* **Source extract**:
--- START ---

Martinez, who is openly undocumented and a champion for the rights of undocumented immigrants, spoke slowly and carefully about the immigrant labor that fuels restaurants across America. You didn’t need to understand a word of Spanish to follow her speech. Others, like Mashama Bailey, who won the national award for Oustanding Chef, highlighted the importance of diversity while being among the few women and chefs of color who had ever won a national Beard. “Today a little Black girl or a little Black boy can see themselves as a future Outstanding Chef,” Bailey told the audience.

James Beard Awards Winner Mashama Bailey
Mashama Bailey of The Grey in Savannah accepts the award for Outstanding Chef

By the middle of the presentation, the elephant in the room was stampeding down the aisles, letting out piercing wails with its tusks rearing skyward. Alerts on our phones announced a tornado warning outside, borne from a fleeting but violent storm that seemed to come out of nowhere. Emergency notifications buzzed like angry locusts throughout the theater as the lights came down. The two events didn’t feel coincidental at all. A storm was brewing inside, too.

Despite the innumerable challenges of the past few years that have decimated the restaurant industry, winner after winner stood tall and spoke proudly of their perseverance. They stressed the importance of improving the work environment for their employees, addressing endemic abuse in the kitchen, acknowledging immigrant labor, and ameliorating longstanding racial and gender imbalances. 

What I saw, however imperfect (as all awards programs inherently are), points to the potential future of what culinary recognition can look like. In the past, I’ve been a vocal critic of the JBF Awards and have argued that the gratuitous pageantry undermines the important work of chefs by turning a supportive community into a competitive one.

--- END ---

(Items from a data collection)

--- START ---

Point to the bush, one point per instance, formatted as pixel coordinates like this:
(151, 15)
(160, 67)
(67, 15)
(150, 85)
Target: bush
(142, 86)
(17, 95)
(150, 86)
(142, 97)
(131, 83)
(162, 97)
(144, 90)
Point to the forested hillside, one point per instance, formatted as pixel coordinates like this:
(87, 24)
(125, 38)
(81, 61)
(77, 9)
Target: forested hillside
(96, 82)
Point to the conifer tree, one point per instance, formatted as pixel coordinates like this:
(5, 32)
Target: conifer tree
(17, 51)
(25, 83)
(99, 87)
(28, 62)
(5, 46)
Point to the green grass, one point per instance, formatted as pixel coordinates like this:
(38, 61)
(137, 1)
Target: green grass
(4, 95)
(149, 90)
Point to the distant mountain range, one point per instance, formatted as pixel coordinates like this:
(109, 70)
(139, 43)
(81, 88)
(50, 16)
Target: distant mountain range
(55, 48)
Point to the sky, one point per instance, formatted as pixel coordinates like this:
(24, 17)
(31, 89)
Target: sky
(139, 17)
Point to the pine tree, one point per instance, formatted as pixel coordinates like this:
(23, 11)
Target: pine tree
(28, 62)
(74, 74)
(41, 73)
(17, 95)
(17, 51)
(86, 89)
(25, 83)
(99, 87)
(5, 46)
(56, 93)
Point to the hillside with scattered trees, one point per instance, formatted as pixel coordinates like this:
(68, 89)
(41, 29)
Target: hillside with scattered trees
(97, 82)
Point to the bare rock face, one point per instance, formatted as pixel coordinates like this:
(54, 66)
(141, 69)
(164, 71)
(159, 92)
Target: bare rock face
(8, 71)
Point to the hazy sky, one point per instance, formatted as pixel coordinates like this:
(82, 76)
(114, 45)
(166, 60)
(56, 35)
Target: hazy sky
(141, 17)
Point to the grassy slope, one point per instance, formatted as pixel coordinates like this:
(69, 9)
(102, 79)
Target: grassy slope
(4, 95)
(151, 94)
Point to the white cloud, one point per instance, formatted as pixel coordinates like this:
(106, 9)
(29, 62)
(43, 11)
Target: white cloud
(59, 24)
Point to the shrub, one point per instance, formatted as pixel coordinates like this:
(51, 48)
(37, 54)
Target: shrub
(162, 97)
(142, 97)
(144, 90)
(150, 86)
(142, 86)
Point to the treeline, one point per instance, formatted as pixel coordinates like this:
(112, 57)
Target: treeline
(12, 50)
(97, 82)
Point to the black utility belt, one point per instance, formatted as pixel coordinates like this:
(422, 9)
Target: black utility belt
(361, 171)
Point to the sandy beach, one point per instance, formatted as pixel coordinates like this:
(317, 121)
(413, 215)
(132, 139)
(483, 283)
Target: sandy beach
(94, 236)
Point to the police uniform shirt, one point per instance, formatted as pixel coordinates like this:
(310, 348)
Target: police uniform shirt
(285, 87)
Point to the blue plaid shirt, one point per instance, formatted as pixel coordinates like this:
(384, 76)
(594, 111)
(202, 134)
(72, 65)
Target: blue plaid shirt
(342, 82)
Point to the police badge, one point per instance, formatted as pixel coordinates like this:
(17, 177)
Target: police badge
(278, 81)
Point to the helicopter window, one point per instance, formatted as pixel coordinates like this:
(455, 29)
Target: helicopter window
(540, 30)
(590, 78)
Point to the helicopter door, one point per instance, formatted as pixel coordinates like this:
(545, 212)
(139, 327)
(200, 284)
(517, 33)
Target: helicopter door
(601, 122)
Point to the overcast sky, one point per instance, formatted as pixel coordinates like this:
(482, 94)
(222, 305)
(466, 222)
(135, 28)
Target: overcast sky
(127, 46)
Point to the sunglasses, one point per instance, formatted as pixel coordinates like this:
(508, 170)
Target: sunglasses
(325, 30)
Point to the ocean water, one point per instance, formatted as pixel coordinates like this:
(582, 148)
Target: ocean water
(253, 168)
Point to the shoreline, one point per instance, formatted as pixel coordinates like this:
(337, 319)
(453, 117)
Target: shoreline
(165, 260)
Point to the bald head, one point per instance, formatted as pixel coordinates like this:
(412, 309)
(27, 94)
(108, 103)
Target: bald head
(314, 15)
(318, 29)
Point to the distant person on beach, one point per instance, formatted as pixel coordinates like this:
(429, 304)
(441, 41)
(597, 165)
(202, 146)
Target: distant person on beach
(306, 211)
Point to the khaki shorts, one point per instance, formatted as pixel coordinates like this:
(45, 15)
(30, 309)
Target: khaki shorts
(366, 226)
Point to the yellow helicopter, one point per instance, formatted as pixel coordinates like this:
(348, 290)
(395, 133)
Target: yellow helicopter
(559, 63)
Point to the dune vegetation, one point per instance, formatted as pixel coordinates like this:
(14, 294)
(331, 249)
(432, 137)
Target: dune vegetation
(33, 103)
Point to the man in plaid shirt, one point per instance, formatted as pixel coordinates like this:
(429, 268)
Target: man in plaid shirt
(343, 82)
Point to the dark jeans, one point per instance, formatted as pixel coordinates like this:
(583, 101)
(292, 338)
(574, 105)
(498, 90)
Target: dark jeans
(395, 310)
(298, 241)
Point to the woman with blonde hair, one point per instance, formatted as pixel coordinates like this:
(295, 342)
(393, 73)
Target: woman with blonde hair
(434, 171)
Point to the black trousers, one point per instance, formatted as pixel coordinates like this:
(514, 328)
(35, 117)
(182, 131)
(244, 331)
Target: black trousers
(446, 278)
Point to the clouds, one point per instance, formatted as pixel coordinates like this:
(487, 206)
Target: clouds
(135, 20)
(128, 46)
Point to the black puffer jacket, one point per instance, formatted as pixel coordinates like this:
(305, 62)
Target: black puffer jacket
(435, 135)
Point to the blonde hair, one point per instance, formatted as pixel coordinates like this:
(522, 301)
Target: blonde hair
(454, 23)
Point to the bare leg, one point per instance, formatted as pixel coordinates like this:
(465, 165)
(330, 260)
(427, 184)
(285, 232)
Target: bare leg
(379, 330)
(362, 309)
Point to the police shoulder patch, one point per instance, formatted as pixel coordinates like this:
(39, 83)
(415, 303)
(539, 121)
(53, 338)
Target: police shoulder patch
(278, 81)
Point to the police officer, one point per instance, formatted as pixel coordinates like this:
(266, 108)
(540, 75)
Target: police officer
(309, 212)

--- END ---

According to the James Beard Awards text, what restaurant is Mashama Bailey with?

* **Written solution**: The Grey in Savannah.